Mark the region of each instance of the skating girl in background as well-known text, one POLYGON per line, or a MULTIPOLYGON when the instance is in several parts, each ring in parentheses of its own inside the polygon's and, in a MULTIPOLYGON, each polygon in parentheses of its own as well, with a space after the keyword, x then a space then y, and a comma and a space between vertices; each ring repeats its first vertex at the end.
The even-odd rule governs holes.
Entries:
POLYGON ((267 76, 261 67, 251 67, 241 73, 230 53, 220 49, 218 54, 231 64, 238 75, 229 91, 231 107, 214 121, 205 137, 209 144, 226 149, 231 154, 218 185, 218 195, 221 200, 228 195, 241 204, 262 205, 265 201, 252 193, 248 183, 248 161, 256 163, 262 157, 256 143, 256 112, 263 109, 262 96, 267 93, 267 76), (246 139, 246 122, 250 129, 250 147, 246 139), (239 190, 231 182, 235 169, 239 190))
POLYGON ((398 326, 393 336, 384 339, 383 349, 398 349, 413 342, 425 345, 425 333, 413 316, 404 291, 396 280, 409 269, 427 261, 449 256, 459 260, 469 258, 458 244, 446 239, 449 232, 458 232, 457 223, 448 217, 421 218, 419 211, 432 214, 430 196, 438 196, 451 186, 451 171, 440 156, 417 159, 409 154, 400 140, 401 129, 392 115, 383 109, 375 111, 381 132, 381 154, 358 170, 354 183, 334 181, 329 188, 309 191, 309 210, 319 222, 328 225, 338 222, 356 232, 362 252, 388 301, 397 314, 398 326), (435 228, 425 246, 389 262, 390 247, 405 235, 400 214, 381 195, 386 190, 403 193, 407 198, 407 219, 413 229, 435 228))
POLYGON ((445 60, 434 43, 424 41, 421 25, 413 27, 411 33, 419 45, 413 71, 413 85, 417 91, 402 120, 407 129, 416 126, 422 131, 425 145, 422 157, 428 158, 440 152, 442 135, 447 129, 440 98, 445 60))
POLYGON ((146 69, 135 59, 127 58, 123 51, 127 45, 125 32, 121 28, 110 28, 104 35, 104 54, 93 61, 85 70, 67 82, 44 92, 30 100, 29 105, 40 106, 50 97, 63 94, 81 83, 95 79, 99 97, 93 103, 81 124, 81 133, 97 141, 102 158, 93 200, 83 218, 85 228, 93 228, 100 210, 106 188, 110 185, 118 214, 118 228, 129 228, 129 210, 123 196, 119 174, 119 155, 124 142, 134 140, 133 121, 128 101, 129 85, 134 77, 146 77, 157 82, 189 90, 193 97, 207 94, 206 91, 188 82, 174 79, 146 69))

◆ **Request**
Reproduce every one of the records above verbatim, line for line, without any alteration.

◆ **Exercise result**
Mark the region of each instance of the skating girl in background as well-known text, one POLYGON per line, or a MULTIPOLYGON when the instance is in several parts, each ring in parentheses of its own inside the polygon's and, in a MULTIPOLYGON, each polygon in parentheses of its own as well, with a space after the keyword, x then a space then y, and a comma and a space between vertices; each ring repeats its first vertex at the end.
The even-odd rule governs holes.
Entries:
POLYGON ((267 76, 261 67, 251 67, 241 73, 230 53, 220 49, 218 54, 231 64, 238 75, 229 91, 231 107, 214 121, 205 137, 209 144, 226 149, 231 154, 218 185, 218 195, 221 200, 228 195, 241 204, 262 205, 265 201, 252 193, 248 183, 248 161, 256 163, 262 157, 256 143, 256 112, 263 109, 262 96, 267 93, 267 76), (246 139, 246 122, 250 129, 250 147, 246 139), (239 190, 231 182, 235 169, 239 190))
POLYGON ((398 326, 393 336, 384 339, 383 349, 398 349, 413 342, 425 345, 425 333, 413 316, 404 291, 396 280, 409 269, 427 261, 449 256, 459 260, 469 258, 458 244, 446 239, 449 232, 458 232, 457 223, 448 217, 421 218, 419 211, 432 214, 430 196, 438 196, 451 186, 451 171, 440 156, 417 159, 409 154, 400 140, 401 129, 392 115, 383 109, 375 111, 381 132, 381 154, 358 170, 354 183, 334 181, 329 188, 309 191, 309 210, 319 222, 328 225, 338 222, 356 232, 362 252, 388 301, 397 314, 398 326), (435 228, 425 246, 389 262, 390 247, 405 235, 400 214, 381 195, 386 190, 403 193, 407 198, 407 219, 413 229, 435 228))
POLYGON ((445 60, 434 43, 424 41, 421 25, 413 27, 411 33, 419 45, 413 71, 413 85, 417 91, 402 120, 407 129, 416 126, 422 131, 425 145, 422 157, 428 158, 440 152, 442 135, 447 129, 440 98, 445 60))
POLYGON ((146 69, 135 59, 127 58, 123 51, 127 45, 125 32, 121 28, 110 28, 104 35, 104 54, 93 61, 85 70, 67 82, 44 92, 30 100, 29 105, 40 106, 50 97, 63 94, 81 83, 95 79, 99 97, 93 103, 81 124, 81 133, 97 141, 102 158, 93 200, 83 218, 85 228, 93 228, 100 210, 106 188, 110 185, 118 214, 118 228, 129 228, 129 210, 123 196, 119 174, 119 155, 124 142, 134 140, 133 121, 128 101, 129 85, 134 77, 146 77, 157 82, 189 90, 193 97, 207 94, 206 91, 188 82, 174 79, 146 69))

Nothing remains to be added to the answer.